_Written task_: Repeat exactly, and only, the lines from the one holding "formatted like (105,246)" through the last line of the records below.

_Data shown_:
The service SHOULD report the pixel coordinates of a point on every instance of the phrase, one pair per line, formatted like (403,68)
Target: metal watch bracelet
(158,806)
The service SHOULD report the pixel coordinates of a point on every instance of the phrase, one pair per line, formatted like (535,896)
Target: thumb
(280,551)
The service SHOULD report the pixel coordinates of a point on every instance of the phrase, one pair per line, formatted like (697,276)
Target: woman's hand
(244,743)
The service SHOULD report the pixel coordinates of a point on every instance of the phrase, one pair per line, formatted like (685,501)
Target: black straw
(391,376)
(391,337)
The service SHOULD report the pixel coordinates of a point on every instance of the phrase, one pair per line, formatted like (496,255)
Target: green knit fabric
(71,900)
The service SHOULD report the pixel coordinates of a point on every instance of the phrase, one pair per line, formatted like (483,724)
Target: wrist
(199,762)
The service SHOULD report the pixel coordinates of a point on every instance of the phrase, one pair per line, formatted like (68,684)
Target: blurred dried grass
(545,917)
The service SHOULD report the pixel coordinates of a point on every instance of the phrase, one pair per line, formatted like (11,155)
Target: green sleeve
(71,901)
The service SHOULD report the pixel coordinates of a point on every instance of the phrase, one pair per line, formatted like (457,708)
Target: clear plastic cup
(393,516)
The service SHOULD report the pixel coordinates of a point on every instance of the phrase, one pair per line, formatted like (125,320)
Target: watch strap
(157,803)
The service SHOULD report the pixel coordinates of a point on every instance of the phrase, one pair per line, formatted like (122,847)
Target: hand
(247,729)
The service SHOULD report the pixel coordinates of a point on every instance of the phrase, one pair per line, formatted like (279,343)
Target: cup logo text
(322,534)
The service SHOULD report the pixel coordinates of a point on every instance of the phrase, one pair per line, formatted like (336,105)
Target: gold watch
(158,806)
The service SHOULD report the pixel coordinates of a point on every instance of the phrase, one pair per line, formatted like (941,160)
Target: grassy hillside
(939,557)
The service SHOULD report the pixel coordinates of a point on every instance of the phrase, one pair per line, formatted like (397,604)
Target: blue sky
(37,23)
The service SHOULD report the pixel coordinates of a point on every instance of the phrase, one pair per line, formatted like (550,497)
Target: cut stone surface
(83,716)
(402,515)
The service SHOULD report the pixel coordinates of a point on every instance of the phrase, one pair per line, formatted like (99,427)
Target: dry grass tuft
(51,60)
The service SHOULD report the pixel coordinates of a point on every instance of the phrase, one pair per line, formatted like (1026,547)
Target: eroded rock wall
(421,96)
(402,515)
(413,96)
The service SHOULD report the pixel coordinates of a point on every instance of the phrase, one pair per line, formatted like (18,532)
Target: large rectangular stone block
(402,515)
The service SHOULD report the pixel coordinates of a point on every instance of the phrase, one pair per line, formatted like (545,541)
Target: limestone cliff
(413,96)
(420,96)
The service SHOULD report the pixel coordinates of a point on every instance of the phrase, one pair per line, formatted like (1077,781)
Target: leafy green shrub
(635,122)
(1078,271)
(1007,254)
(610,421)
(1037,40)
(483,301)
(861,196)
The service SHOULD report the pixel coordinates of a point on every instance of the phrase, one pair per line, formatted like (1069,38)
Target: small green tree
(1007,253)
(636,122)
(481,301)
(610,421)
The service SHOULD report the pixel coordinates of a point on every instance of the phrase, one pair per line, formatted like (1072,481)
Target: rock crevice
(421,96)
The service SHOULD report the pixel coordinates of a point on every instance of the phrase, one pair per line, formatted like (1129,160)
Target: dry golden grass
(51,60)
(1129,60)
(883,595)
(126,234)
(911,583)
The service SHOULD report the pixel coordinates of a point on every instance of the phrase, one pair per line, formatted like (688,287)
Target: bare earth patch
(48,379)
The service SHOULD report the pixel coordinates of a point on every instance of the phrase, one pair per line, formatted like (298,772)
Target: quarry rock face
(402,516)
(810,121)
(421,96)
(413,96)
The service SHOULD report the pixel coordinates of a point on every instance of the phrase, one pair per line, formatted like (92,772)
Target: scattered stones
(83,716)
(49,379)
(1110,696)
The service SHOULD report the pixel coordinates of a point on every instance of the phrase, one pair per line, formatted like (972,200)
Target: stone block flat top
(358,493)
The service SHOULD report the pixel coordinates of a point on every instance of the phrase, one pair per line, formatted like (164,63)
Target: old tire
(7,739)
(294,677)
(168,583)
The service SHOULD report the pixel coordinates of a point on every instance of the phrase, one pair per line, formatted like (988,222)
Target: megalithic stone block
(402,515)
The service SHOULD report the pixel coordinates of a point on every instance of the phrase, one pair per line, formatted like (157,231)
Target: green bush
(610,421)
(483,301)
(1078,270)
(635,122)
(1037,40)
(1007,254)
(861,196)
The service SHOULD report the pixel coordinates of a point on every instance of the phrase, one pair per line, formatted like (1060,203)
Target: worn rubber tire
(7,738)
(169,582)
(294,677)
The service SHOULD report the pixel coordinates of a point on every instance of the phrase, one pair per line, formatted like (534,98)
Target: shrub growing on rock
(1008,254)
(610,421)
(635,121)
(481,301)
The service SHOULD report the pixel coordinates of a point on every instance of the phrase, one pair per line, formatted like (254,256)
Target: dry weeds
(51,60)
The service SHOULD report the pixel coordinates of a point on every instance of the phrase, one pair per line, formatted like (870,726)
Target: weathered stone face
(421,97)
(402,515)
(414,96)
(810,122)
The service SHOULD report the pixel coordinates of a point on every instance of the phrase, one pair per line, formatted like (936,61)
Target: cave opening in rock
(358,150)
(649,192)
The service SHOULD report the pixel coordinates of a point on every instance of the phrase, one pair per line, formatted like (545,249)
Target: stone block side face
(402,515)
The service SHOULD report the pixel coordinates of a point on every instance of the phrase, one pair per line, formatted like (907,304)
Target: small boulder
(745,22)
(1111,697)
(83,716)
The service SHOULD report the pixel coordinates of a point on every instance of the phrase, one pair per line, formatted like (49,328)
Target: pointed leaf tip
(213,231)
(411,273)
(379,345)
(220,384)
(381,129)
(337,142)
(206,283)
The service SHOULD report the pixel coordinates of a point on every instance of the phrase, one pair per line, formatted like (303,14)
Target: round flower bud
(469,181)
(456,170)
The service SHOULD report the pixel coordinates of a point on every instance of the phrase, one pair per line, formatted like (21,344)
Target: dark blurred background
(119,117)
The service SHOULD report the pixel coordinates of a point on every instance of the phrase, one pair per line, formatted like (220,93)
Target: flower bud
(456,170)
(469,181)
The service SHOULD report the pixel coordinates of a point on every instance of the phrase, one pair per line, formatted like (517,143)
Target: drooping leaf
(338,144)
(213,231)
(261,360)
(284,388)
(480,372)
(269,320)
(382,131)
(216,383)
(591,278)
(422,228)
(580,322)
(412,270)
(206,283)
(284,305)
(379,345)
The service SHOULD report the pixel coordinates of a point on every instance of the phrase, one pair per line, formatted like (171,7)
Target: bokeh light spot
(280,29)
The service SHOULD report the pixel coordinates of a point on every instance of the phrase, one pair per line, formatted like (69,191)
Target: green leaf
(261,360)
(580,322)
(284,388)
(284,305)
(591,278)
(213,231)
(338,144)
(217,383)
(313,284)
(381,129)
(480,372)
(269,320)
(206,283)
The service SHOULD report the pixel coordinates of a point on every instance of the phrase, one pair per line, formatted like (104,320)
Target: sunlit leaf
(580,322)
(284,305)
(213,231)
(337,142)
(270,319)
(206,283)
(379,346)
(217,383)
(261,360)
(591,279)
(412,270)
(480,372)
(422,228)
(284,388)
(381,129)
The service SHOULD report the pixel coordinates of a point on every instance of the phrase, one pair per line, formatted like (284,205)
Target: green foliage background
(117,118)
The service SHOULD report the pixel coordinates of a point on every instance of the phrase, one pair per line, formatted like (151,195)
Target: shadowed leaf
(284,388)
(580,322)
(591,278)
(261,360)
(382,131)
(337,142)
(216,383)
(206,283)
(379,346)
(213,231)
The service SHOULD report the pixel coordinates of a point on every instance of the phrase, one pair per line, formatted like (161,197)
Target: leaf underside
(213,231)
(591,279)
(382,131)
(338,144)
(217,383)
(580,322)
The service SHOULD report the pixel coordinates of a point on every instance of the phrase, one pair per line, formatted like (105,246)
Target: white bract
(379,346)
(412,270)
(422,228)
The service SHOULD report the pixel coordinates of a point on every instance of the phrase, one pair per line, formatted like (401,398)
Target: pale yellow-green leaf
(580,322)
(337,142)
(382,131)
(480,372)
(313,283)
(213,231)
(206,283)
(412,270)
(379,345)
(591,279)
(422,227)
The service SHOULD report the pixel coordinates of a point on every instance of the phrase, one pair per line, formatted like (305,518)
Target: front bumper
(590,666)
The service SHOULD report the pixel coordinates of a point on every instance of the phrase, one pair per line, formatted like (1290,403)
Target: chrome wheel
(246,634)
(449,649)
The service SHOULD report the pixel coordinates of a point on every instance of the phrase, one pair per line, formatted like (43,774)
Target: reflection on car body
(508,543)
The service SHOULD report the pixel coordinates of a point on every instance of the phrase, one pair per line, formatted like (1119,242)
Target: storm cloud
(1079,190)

_The result_:
The service SHOULD report the pixel coordinates of a point on every instance of the phrase, one pair per line, formatted like (105,246)
Target: white bract
(379,346)
(412,270)
(422,228)
The service SHOULD report the pixel coordinates of a point on every instance of the phrase, one pair per line, formatted like (401,398)
Target: pale yellow-green leaf
(580,322)
(337,142)
(382,131)
(480,372)
(313,283)
(213,231)
(206,283)
(412,270)
(379,345)
(591,279)
(422,227)
The service SHOULD report the pixel coordinates of a point on every instance of the phrase, one pair per line, formatted like (305,518)
Target: front bumper
(590,666)
The service SHOULD report the pixel coordinates of a point on every instance of the phrase, one pair per line, formatted like (1290,403)
Target: chrome wheel
(246,634)
(449,649)
The service SHOULD report the pixel coordinates of a point on every instance of the phrase, one pair per line, formatted like (43,774)
Target: reflection on car body
(508,543)
The service SHOULD report the pixel coordinates of a point on every instance of the phrase, one pair per line, formatted like (1119,242)
Target: storm cloud
(1079,190)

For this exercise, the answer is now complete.